はじめに

東日本大震災よりも影響は甚大か

新型肺炎の感染は世界的に拡大しており、世界経済を牽引してきたアメリカでも、「感染が広がるかどうかではなく、いつ広がるかという問題」(米疾病予防管理センター)となっています。すでにカリフォルニア州では経路不明の感染者が確認され、ワシントン州を中心に複数の死者も出ています。

中国に続いて米国でも新型肺炎拡大に伴って景気が大きく落ち込むようなことがあれば、日本経済は内需・外需の主要ドライバーを喪失します。

日本国内でも感染が拡大しており、政府の「不要不急の外出は控えて」との呼びかけを受けて全国で会議やイベントの中止、出張、旅行の取りやめが相次いでいます。北海道では外出自粛要請も出されました。感染拡大防止のための公共工事の一時中止も実施されています。

» **提供情報**
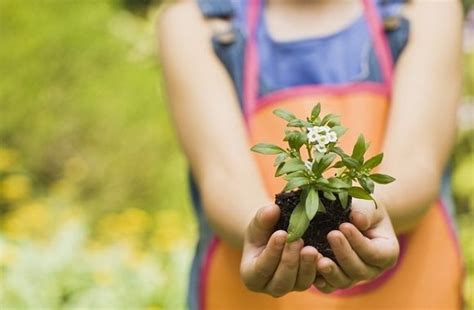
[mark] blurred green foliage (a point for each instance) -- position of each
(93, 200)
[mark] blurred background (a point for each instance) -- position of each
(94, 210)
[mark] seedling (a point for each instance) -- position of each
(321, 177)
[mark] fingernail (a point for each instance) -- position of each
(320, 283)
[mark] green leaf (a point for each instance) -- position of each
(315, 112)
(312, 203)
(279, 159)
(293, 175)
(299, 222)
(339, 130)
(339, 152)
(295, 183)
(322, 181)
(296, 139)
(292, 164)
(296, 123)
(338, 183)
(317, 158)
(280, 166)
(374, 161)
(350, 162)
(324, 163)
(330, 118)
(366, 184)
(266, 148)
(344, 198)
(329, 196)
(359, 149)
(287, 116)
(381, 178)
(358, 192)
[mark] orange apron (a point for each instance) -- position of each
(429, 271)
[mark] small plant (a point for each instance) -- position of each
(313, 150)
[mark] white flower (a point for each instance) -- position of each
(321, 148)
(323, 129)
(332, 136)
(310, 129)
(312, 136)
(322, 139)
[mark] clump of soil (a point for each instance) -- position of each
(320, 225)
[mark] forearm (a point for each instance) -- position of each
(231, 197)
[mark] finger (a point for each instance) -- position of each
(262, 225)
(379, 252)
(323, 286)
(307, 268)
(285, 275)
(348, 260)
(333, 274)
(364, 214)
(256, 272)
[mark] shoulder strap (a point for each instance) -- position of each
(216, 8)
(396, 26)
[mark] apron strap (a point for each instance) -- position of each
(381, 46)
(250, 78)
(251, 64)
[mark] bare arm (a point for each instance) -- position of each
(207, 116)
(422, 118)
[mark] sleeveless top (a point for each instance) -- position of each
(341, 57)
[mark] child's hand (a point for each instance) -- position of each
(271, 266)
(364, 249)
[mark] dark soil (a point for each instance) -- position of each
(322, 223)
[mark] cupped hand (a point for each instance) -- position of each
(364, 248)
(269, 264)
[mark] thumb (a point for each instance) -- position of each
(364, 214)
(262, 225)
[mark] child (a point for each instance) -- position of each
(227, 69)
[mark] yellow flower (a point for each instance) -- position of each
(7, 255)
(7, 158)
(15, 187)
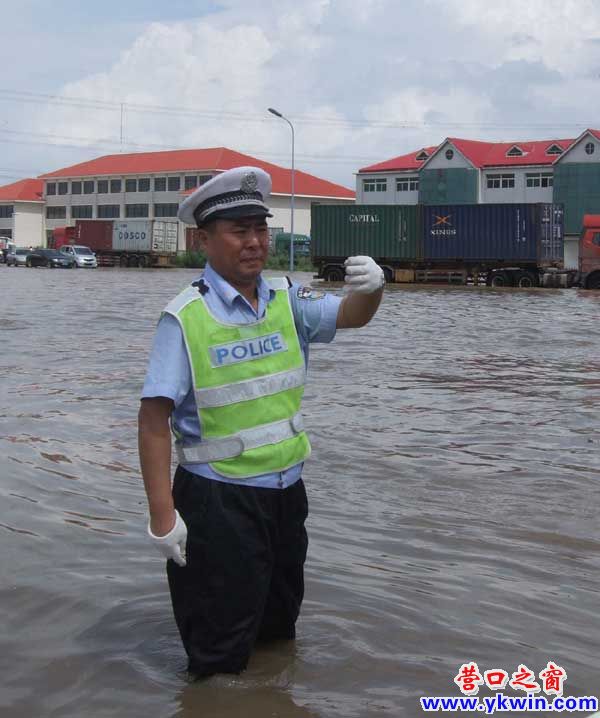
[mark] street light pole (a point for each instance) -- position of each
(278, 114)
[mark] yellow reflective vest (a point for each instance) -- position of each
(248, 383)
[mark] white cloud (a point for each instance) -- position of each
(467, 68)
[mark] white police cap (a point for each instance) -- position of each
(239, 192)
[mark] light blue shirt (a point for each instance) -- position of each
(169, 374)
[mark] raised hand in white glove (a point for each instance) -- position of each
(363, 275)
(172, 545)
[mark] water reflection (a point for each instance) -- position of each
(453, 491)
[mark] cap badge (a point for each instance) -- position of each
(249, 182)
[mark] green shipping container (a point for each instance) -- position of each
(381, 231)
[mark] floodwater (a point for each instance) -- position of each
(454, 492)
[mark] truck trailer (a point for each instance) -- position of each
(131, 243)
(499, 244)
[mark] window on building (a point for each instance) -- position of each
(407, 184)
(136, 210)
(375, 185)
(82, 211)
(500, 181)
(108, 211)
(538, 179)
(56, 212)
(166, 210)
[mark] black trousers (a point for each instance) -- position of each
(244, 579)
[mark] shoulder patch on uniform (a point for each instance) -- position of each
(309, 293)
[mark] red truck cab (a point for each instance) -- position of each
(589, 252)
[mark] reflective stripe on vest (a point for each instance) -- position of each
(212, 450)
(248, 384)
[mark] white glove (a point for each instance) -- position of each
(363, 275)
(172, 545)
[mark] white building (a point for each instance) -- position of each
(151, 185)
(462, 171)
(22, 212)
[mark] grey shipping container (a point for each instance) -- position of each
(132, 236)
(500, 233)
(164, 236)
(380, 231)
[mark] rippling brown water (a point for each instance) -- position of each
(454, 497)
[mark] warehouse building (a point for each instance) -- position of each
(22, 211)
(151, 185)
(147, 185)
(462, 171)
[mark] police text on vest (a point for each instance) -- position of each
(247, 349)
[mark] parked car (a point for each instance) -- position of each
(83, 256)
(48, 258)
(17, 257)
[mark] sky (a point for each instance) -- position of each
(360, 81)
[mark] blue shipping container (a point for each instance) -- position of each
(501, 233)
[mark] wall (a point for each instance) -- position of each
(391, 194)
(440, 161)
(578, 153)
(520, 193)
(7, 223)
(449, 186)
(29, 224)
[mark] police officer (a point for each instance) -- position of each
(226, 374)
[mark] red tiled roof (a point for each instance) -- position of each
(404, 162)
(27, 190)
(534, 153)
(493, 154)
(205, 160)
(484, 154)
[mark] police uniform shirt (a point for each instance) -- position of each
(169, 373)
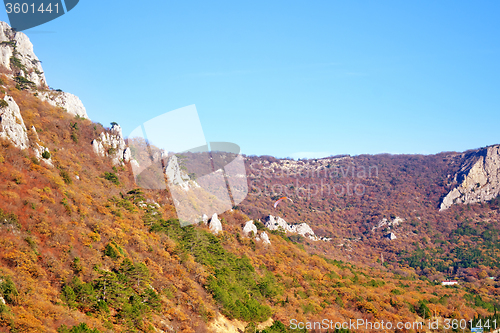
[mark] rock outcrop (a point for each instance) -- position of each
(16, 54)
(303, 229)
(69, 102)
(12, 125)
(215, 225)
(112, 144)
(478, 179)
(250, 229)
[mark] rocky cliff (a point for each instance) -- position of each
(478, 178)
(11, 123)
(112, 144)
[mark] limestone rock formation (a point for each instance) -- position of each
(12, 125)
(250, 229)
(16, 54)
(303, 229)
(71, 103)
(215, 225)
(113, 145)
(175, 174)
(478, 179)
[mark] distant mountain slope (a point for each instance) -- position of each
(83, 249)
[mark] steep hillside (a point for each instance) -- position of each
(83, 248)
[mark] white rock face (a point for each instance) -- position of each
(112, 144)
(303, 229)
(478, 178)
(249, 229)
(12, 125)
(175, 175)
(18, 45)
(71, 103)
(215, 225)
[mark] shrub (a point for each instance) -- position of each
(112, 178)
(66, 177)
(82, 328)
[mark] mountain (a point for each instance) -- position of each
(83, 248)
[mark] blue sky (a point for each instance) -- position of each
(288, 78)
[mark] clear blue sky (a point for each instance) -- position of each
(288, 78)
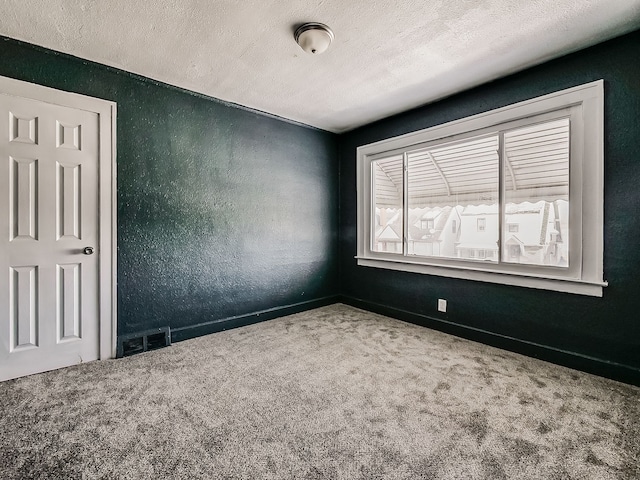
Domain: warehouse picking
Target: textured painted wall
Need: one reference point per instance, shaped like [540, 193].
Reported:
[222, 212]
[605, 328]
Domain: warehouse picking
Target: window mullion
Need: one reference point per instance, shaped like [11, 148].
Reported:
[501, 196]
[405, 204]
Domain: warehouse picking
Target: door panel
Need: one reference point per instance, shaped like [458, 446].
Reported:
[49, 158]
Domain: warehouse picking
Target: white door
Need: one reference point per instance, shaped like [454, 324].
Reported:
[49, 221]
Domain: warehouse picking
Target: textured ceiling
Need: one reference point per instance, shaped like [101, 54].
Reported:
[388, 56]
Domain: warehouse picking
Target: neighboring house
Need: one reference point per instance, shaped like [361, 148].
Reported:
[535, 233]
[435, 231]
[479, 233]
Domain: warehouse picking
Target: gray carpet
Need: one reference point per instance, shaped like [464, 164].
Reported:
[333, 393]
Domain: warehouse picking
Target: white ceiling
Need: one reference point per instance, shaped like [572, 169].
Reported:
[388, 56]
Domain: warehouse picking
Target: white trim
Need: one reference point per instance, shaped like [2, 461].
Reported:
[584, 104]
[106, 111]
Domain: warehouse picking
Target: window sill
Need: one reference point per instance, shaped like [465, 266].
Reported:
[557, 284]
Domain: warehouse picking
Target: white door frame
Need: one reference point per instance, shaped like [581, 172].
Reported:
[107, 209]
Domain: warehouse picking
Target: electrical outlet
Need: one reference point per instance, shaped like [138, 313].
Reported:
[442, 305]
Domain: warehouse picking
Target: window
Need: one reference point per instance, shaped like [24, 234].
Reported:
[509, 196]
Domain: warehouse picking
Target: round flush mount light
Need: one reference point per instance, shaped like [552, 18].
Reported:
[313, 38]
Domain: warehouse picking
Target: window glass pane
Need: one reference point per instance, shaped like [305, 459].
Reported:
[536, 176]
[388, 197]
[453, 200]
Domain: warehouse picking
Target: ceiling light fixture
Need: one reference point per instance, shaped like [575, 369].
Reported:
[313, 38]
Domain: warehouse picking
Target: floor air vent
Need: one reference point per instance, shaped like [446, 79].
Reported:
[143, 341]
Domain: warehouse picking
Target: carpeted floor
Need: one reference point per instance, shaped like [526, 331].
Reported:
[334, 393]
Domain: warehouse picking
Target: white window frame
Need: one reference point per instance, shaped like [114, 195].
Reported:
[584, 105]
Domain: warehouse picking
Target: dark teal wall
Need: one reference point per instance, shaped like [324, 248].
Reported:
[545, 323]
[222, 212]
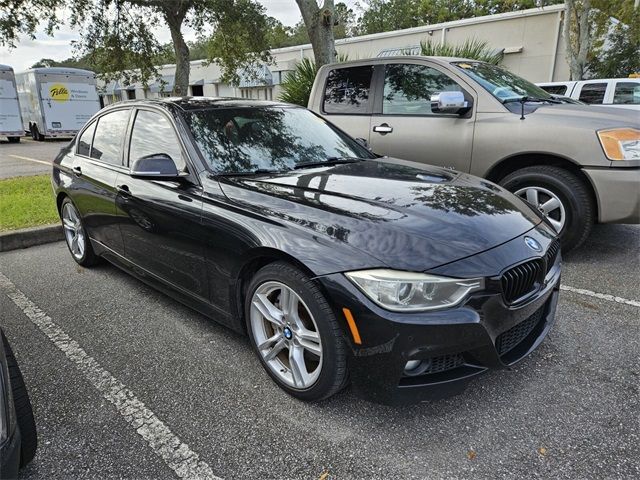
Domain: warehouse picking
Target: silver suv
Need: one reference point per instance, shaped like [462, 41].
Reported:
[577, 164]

» **問題の条件**
提供テキストに基づき、北海道で出された要請を答えよ。

» **出力結果**
外出自粛要請